WHAT IS REQUIRED - Could you restate all of the records below exactly, with the pictures left out?

▬▬▬

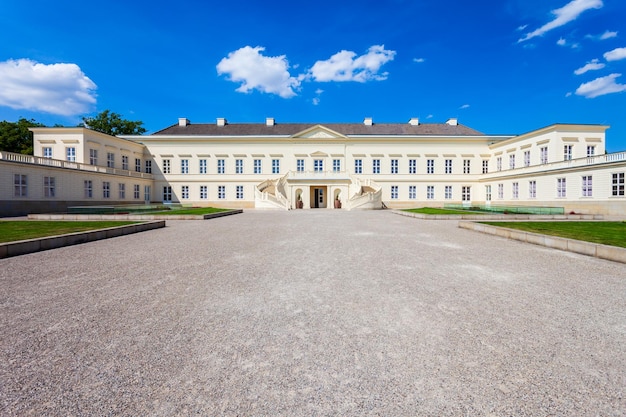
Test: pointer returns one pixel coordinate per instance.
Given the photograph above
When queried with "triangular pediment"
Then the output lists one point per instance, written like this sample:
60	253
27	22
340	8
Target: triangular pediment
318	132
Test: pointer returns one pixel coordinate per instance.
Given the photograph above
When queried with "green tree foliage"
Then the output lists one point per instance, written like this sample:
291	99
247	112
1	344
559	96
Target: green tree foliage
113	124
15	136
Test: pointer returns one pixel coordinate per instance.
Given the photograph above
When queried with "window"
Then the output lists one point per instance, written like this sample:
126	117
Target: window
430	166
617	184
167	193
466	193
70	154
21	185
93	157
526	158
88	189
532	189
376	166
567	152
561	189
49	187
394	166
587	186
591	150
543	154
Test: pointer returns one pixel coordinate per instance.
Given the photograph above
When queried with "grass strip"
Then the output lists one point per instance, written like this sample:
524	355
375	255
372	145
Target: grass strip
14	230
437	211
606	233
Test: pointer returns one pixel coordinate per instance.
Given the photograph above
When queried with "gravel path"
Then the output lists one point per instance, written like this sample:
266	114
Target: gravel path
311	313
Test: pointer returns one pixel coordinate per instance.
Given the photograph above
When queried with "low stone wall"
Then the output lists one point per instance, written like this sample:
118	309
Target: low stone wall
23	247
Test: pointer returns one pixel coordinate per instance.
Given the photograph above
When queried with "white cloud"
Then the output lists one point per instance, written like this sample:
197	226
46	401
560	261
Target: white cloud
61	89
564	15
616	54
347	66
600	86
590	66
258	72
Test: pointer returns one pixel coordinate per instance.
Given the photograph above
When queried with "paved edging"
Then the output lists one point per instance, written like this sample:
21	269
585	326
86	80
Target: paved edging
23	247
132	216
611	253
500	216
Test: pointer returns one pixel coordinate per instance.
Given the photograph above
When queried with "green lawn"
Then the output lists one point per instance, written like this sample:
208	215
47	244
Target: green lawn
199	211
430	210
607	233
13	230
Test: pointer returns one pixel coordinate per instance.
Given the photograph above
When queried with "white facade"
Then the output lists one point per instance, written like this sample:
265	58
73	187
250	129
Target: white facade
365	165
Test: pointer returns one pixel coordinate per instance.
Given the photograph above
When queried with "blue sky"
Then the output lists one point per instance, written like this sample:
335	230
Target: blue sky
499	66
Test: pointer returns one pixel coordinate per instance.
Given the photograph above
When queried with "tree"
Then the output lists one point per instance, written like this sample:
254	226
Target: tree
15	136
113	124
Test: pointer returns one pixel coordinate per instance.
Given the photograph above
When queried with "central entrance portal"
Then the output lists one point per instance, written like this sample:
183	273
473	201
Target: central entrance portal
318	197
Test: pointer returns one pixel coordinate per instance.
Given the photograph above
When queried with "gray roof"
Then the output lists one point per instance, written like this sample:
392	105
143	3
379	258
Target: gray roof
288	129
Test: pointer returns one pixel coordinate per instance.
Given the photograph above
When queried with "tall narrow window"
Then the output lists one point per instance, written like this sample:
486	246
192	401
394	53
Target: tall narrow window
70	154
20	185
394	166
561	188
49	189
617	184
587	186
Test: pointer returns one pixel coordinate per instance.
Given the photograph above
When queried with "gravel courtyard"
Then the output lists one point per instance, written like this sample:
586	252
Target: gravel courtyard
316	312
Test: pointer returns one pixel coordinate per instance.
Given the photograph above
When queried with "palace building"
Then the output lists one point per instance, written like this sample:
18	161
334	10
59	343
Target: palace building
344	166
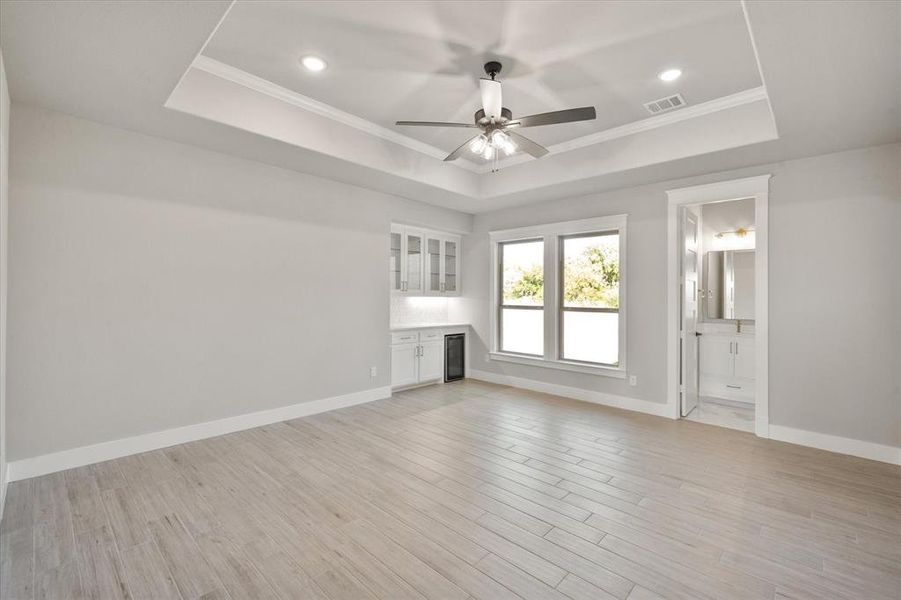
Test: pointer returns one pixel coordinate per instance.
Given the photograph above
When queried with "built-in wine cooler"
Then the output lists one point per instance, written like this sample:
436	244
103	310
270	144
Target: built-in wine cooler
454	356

▬▬▬

PROBLEM SOLUTION -
Test: pointer returns one pixel coordinate per instance.
Given the photograph above
When queried with "triangular pediment"
Then the output lists one point per instance, written like this sample:
60	253
27	22
340	8
Target: triangular pediment
318	132
Test: pointer returns one pixel coordinate per instance.
Given the photograph above
When queried with "green tree foliage"
Then the output lists one point per instance, written like this sample:
291	99
247	112
1	344
559	96
Target: green tree foliage
113	124
15	136
Test: pointer returns one pixel coordinate per instance.
Given the photograph above
When queried with "window"
Then the output lists one point per instance, written like this sample:
126	117
Target: window
430	166
617	184
167	193
466	193
70	154
21	185
93	157
526	158
88	189
532	189
376	166
567	152
561	189
49	187
394	166
587	186
591	150
543	154
Test: pointer returns one pixel coordinate per instance.
Given the photograph above
When queried with "grass strip"
Then the output lists one point per instance, written like this sample:
524	355
375	255
372	145
Target: grass strip
14	230
437	211
606	233
Test: pointer returns one pixel coordinate per instance.
Given the photograph above
When queried with "gravel path"
Then the output lists one point per instance, written like this sample:
266	114
Target: gravel path
311	313
Test: pointer returns one pixel coordinate per instance.
Given the photograph above
When queried with "low stone wall"
Then the output lists one point per instance, written like this sample:
118	309
Target: low stone wall
23	247
Test: pointer returns one pixel coordinate per instance.
Given the photograph above
When queried with "white cloud"
Then the output lists one point per instance, written like this sample:
197	226
46	401
560	261
Target: white cloud
61	89
564	15
616	54
347	66
600	86
590	66
258	72
Test: pointer returns one pixel coordinate per instance.
Given the photograph above
When queried with "paved edging"
Then the output lists one point per instance, written like this sample:
21	269
585	326
86	80
Target: paved edging
23	247
132	216
611	253
500	216
Test: pointer returns one pixel coordinate per instance.
Given the photograph above
When queried with "green lawn"
Then the output lists one point per instance, written like this sample:
208	215
47	244
Target: green lawn
199	211
430	210
607	233
13	230
Test: pointer returns one pixel coordinate per instance.
Given the photograph above
When queried with "white facade"
Then the output lists one point per instance, written like this sample:
265	58
73	187
250	129
Target: white facade
365	165
Test: pointer returns one pixel coordinate per instance.
Given the photograph above
When queried with "blue sky"
Then the output lists one point per instance, written like this sample:
335	230
Target: blue sky
499	66
Test: pointer returns one pixel coordinate per instance.
Given the photograph above
When queried with "tree"
Then the output lists one point per instance, written like this sample:
254	226
Target: tree
15	136
113	124
Test: pointer returns one pixel coordinate per instance.
Given the photograph above
When queried with "central entrance portal"
Then the output lists one point per instance, written like this sample:
183	273
473	201
Target: central entrance portal
318	197
Test: pointer returns one pixel coordinate per instance.
Given the photograph above
When queried with "gray roof"
Then the output lists one point per instance, written like this sample:
392	105
143	3
379	258
Target: gray roof
288	129
Test: pointer returns one pixel coordinate per instance.
Given the photograph above
When queried with "tall narrow window"
Then the output lists one point per instance, written like this sample:
486	246
192	401
394	53
Target: tall narrow window
70	154
20	185
394	166
561	188
49	189
617	184
587	186
Test: pointer returns one pixel coordinate per instance.
Given the photograph above
When queried with "gravel courtyard"
Then the output lists one point per instance, written like this sample:
586	252
Target: gravel courtyard
316	312
Test: pointer returns one pixel coordinate per instance.
Given the photograph above
When queried with "palace building"
Then the output lists one point per instance, written like this sample:
18	161
334	10
59	343
Target: palace building
344	166
Test: pointer returns one pixel coordinate per instance.
Given the photograph above
When queried with "built-in wine cooler"
Then the output lists one point per instance, written like this sample:
436	244
103	310
270	144
Target: built-in wine cooler
454	356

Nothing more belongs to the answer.